▸ Exercises to complete
1 > Reproduce the KVM patch discussion below word for word, starting at "On Fri, 2022-06-24" and running up to and including "(first != last))".
2 > Resume the KVM patch discussion below, picking up right after its final line.

▸ Text to read

I haven't quite finished reviewing this, but it passes both
kvm-unit-tests and selftests so I pushed it to kvm/queue.

Paolo

2022-06-27 23:21:11

by Maxim Levitsky

[permalink] [raw]
Subject: Re: [PATCH v6 15/17] KVM: SVM: Use target APIC ID to complete x2AVIC IRQs when possible

On Fri, 2022-06-24 at 18:41 +0200, Paolo Bonzini wrote:
> On 5/19/22 12:27, Suravee Suthikulpanit wrote:
> > + * If the x2APIC logical ID sub-field (i.e. icrh[15:0]) contains zero
> > + * or more than 1 bits, we cannot match just one vcpu to kick for
> > + * fast path.
> > + */
> > + if (!first || (first != last))
> > + return -EINVAL;
> > +
> > + apic = first - 1;
> > + if ((apic < 0) || (apic > 15) || (cluster >= 0xfffff))
> > + return -EINVAL;
>
> Neither of these is possible: first == 0 has been cheked above, and
> ffs(icrh & 0xffff) cannot exceed 15. Likewise, cluster is actually
> limited to 16 bits, not 20.
>
> Plus, C is not Pascal so no parentheses. :)

▸ Stored data
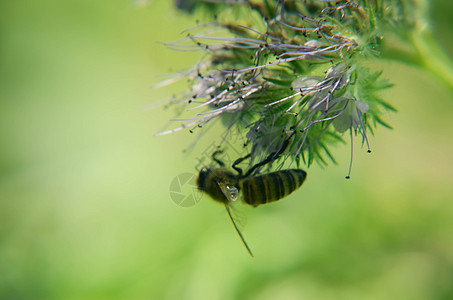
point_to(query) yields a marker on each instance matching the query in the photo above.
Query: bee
(224, 186)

▸ Responses by task
1 >
On Fri, 2022-06-24 at 18:41 +0200, Paolo Bonzini wrote:
> On 5/19/22 12:27, Suravee Suthikulpanit wrote:
> > + * If the x2APIC logical ID sub-field (i.e. icrh[15:0]) contains zero
> > + * or more than 1 bits, we cannot match just one vcpu to kick for
> > + * fast path.
> > + */
> > + if (!first || (first != last))

2 >
>
> Putting everything together, it can be simplified to this:
>
> + int cluster = (icrh & 0xffff0000) >> 16;
> + int apic = ffs(icrh & 0xffff) - 1;
> +
> + /*
> + * If the x2APIC logical ID sub-field (i.e. icrh[15:0])
> + * contains anything but a single bit, we cannot use the
> + * fast path, because it is limited to a single vCPU.
> + */
> + if (apic < 0 || icrh != (1 << apic))
> + return -EINVAL;
> +
> + l1_physical_id = (cluster << 4) + apic;
>
>
> > + apic_id = (cluster << 4) + apic;

Hi Paolo and Suravee Suthikulpanit!

Note that this patch is not needed anymore, I fixed the avic_kick_target_vcpus_fast function,
and added the support for x2apic because it was very easy to do
(I already needed to parse logical id for flat and cluser modes)

Best regards,
Maxim Levitsky

2022-06-28 02:58:06

by Suthikulpanit, Suravee

[permalink] [raw]
Subject: Re: [PATCH v6 15/17] KVM: SVM: Use target APIC ID to complete x2AVIC IRQs when possible



On 6/28/2022 5:55 AM, Maxim Levitsky wrote:
> On Fri, 2022-06-24 at 18:41 +0200, Paolo Bonzini wrote:
>> On 5/19/22 12:27, Suravee Suthikulpanit wrote:
>>> + * If the x2APIC logical ID sub-field (i.e. icrh[15:0]) contains zero
>>> + * or more than 1 bits, we cannot match just one vcpu to kick for
>>> + * fast path.
>>> + */
>>> + if (!first || (first != last))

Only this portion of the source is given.